◆ What needs to be done: Locate the string "building" in the records below. Copy every line where it occurs.

Dataset extract START

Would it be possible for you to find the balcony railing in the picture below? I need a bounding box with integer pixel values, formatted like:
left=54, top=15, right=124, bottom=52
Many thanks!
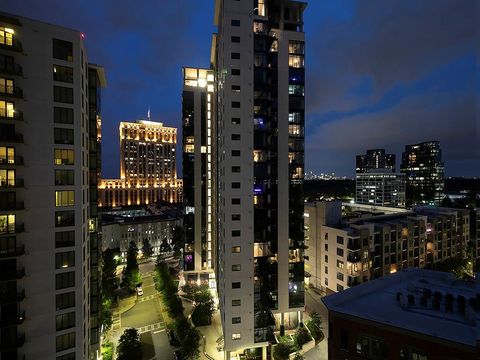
left=0, top=38, right=23, bottom=52
left=0, top=178, right=24, bottom=188
left=0, top=245, right=25, bottom=258
left=0, top=63, right=22, bottom=77
left=0, top=201, right=24, bottom=211
left=0, top=132, right=23, bottom=143
left=0, top=109, right=23, bottom=121
left=0, top=333, right=25, bottom=351
left=0, top=156, right=24, bottom=165
left=0, top=289, right=25, bottom=304
left=0, top=86, right=23, bottom=99
left=0, top=267, right=25, bottom=282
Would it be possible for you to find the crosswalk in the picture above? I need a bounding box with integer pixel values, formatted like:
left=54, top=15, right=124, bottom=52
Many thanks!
left=112, top=313, right=121, bottom=331
left=137, top=294, right=157, bottom=303
left=138, top=321, right=165, bottom=334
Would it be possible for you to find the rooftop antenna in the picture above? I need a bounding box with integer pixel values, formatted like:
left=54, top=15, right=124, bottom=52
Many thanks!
left=147, top=107, right=151, bottom=121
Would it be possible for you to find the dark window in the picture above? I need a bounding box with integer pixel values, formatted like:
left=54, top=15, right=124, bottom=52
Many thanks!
left=232, top=182, right=240, bottom=189
left=231, top=134, right=240, bottom=140
left=53, top=65, right=74, bottom=83
left=232, top=117, right=240, bottom=124
left=232, top=264, right=241, bottom=271
left=54, top=107, right=74, bottom=124
left=53, top=39, right=73, bottom=62
left=55, top=210, right=75, bottom=227
left=54, top=86, right=74, bottom=104
left=232, top=101, right=240, bottom=108
left=54, top=128, right=74, bottom=145
left=56, top=332, right=75, bottom=352
left=56, top=271, right=75, bottom=290
left=231, top=19, right=240, bottom=27
left=57, top=353, right=75, bottom=360
left=232, top=282, right=241, bottom=289
left=232, top=214, right=241, bottom=221
left=56, top=311, right=75, bottom=331
left=232, top=230, right=241, bottom=237
left=232, top=150, right=240, bottom=156
left=232, top=85, right=241, bottom=92
left=231, top=69, right=240, bottom=76
left=55, top=231, right=75, bottom=248
left=340, top=329, right=349, bottom=350
left=56, top=291, right=75, bottom=310
left=336, top=236, right=344, bottom=245
left=232, top=198, right=240, bottom=205
left=231, top=246, right=241, bottom=253
left=231, top=52, right=240, bottom=59
left=325, top=255, right=328, bottom=263
left=232, top=317, right=241, bottom=324
left=337, top=284, right=344, bottom=291
left=231, top=36, right=240, bottom=43
left=55, top=251, right=75, bottom=269
left=232, top=166, right=240, bottom=173
left=337, top=272, right=344, bottom=281
left=337, top=248, right=344, bottom=257
left=232, top=299, right=241, bottom=306
left=55, top=169, right=74, bottom=185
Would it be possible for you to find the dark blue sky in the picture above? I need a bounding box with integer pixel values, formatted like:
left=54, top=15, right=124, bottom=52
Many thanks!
left=5, top=0, right=479, bottom=177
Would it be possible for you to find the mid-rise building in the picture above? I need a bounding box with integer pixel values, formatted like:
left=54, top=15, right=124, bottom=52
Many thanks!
left=401, top=141, right=445, bottom=206
left=305, top=202, right=473, bottom=295
left=0, top=12, right=103, bottom=359
left=355, top=171, right=406, bottom=208
left=182, top=67, right=216, bottom=286
left=213, top=1, right=307, bottom=358
left=356, top=149, right=396, bottom=173
left=322, top=269, right=480, bottom=359
left=98, top=120, right=182, bottom=207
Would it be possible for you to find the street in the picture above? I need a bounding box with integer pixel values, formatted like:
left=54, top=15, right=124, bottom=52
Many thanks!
left=117, top=262, right=175, bottom=360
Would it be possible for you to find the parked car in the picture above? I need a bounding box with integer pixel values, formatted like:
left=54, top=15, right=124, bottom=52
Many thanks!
left=173, top=350, right=183, bottom=360
left=167, top=329, right=180, bottom=347
left=136, top=286, right=143, bottom=296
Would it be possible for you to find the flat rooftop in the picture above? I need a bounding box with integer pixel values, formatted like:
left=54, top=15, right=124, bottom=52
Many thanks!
left=322, top=269, right=480, bottom=348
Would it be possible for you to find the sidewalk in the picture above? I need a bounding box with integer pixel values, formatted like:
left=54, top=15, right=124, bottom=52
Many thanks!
left=197, top=309, right=224, bottom=360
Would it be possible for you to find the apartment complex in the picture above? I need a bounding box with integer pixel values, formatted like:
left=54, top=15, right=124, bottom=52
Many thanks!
left=0, top=12, right=104, bottom=359
left=182, top=67, right=216, bottom=286
left=401, top=141, right=445, bottom=206
left=305, top=202, right=474, bottom=295
left=356, top=171, right=406, bottom=208
left=214, top=1, right=307, bottom=358
left=322, top=269, right=480, bottom=359
left=356, top=149, right=396, bottom=173
left=99, top=120, right=182, bottom=207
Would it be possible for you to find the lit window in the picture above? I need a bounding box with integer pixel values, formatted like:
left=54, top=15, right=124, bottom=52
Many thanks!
left=55, top=191, right=75, bottom=207
left=0, top=214, right=15, bottom=234
left=0, top=100, right=14, bottom=118
left=232, top=333, right=241, bottom=340
left=289, top=55, right=304, bottom=68
left=0, top=27, right=14, bottom=46
left=54, top=149, right=74, bottom=165
left=0, top=78, right=13, bottom=94
left=0, top=169, right=15, bottom=186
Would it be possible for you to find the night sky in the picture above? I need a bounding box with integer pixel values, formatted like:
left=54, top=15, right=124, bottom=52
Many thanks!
left=4, top=0, right=479, bottom=177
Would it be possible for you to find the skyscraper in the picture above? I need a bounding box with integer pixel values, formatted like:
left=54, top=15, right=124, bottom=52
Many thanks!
left=401, top=141, right=445, bottom=206
left=356, top=149, right=396, bottom=173
left=214, top=1, right=307, bottom=358
left=98, top=120, right=182, bottom=207
left=182, top=67, right=216, bottom=287
left=356, top=171, right=406, bottom=208
left=0, top=12, right=104, bottom=359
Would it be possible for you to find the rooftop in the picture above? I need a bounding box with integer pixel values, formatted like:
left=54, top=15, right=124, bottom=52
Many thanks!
left=322, top=269, right=480, bottom=348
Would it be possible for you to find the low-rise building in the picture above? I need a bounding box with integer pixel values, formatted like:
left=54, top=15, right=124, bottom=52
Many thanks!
left=100, top=205, right=182, bottom=256
left=322, top=268, right=480, bottom=359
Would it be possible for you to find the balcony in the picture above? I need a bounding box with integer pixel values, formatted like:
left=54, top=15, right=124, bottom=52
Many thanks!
left=0, top=38, right=23, bottom=53
left=0, top=132, right=23, bottom=143
left=0, top=246, right=25, bottom=258
left=0, top=289, right=25, bottom=304
left=0, top=311, right=25, bottom=327
left=0, top=156, right=23, bottom=166
left=0, top=333, right=25, bottom=351
left=0, top=110, right=23, bottom=121
left=347, top=252, right=361, bottom=263
left=0, top=87, right=23, bottom=99
left=0, top=63, right=22, bottom=77
left=0, top=178, right=24, bottom=189
left=0, top=267, right=25, bottom=282
left=0, top=223, right=25, bottom=236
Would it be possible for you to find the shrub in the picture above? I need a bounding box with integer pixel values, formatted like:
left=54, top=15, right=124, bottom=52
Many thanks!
left=295, top=326, right=311, bottom=347
left=274, top=343, right=292, bottom=360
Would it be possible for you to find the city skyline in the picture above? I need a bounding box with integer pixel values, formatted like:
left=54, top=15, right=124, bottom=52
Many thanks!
left=2, top=0, right=478, bottom=178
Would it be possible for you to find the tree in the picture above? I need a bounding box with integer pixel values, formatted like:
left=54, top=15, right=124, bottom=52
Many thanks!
left=117, top=328, right=142, bottom=360
left=180, top=327, right=201, bottom=360
left=122, top=241, right=141, bottom=292
left=160, top=237, right=172, bottom=254
left=306, top=311, right=322, bottom=341
left=102, top=249, right=118, bottom=301
left=274, top=343, right=291, bottom=360
left=142, top=238, right=154, bottom=257
left=171, top=226, right=184, bottom=259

Dataset extract END

◆ Solution:
Would it be possible for you to find the mid-rise building in the picture above? I need a bounding box with integer pixel values, formatted like:
Would it be possible for you to find the low-rise building in the picture above? I need a bounding box with integer pixel values, formatted like:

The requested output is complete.